DOCUMENT EXTRACT:
=== Section Start ===
In summary, the city may continue to rely on Open Records Letter No. 2001-1374 (2001) with respect to Exhibit E. The city may withhold Exhibits B and C under section 552.108 of the Government Code. The city must withhold the marked information in Exhibit D under section 552.101 in conjunction with common-law privacy. The rest of Exhibit D must be released. As we are able to make these determinations, we need not address your claim under section 552.130.

This letter ruling is limited to the particular records at issue in this request and limited to the facts as presented to us; therefore, this ruling must not be relied upon as a previous determination regarding any other records or any other circumstances.
=== Section End ===
EXERCISE 1: In the letter ruling, which section of the Government Code allows the city to withhold Exhibits B and C?
EXERCISE 2: Please continue the letter ruling past its last sentence.

[Records from a collection]
=== Section Start ===
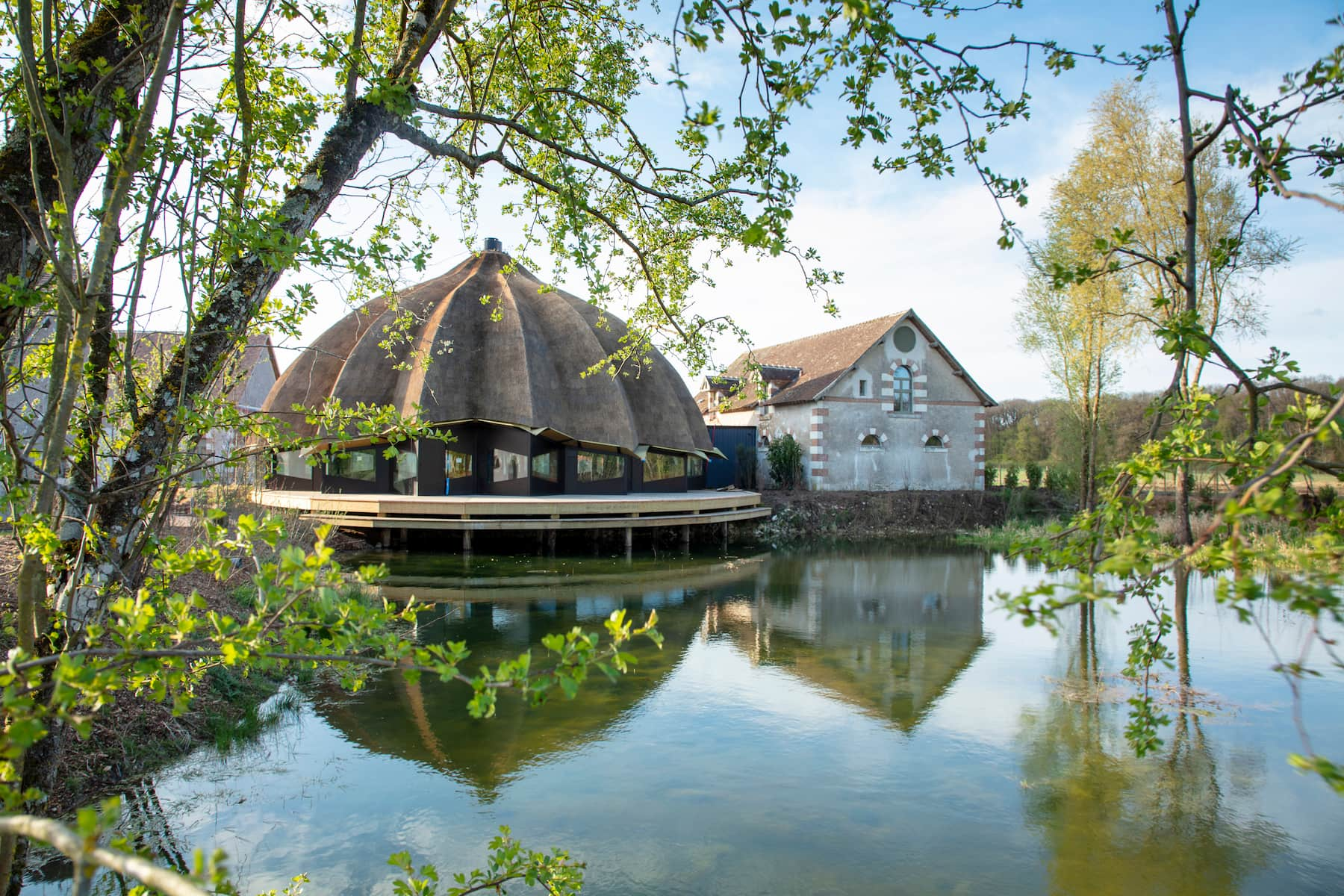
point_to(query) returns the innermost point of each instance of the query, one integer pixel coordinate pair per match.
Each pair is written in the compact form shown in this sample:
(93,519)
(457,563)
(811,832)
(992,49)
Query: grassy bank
(819,516)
=== Section End ===
REPLY 1: Section 552.108 of the Government Code.

REPLY 2:
This ruling triggers important deadlines regarding the rights and responsibilities of the governmental body and of the requestor. For example, governmental bodies are prohibited from asking the attorney general to reconsider this ruling. Gov't Code § 552.301(f). If the governmental body wants to challenge this ruling, the governmental body must appeal by filing suit in Travis County within 30 calendar days. Id. § 552.324(b). In order to get the full benefit of such an appeal, the governmental body must file suit within 10 calendar days. Id. § 552.353(b)(3), (c). If the governmental body does not appeal this ruling and the governmental body does not comply with it, then both the requestor and the attorney general have the right to file suit against the governmental body to enforce this ruling. Id. § 552.321(a).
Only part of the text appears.